>> begin Materials provided

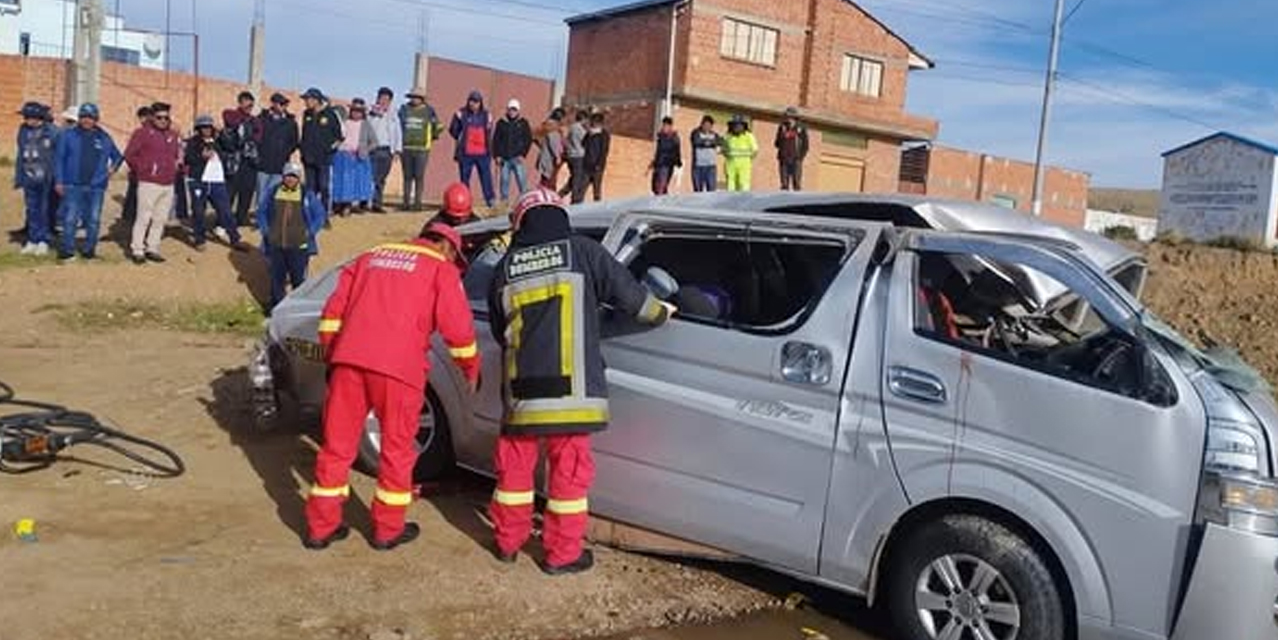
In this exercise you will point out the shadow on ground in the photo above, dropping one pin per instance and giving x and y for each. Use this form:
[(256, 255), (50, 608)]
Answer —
[(284, 459)]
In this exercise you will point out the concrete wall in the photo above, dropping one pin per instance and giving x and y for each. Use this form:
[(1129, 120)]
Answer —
[(1219, 188), (977, 176), (1098, 221)]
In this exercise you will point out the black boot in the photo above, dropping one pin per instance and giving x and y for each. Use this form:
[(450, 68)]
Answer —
[(410, 532), (339, 534), (580, 565)]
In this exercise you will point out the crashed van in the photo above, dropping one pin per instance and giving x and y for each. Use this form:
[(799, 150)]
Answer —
[(957, 411)]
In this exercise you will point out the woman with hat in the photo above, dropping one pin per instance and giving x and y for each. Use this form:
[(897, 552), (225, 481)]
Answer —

>> end Materials provided

_Description of the task_
Update all of the lines above by replacing "crashed van" with "wrecked van" and keeping everything else unchanged. Leave the pictures out of your answer.

_Answer to the exercise_
In this exercise you will point out the shadow on ground in the photo above, dropping one pin per instance and giving x and y for each. Use this form:
[(256, 255), (50, 608)]
Answer —
[(284, 459)]
In this exercise you will point out the concrete wall in the photo above, dropping one pin per instance and giving x and y for each. Use this form:
[(1129, 120)]
Answer —
[(1219, 188), (977, 176), (1098, 221)]
In this exercise you will point out the black boot in the photo above, dropping one pin per instance and giving x and y for each. Use this form:
[(450, 68)]
Answer —
[(410, 532), (339, 534), (580, 565)]
In this exercise you will point out the wrecked van in the photo above, dropping one pin per instance and giving x and y for each. Use this form:
[(799, 150)]
Answer —
[(957, 411)]
In this exercise you will point out the woman with hat in the photo above, dropping one pin per instance and giving x and y for each. Use this form:
[(897, 552), (225, 481)]
Answer —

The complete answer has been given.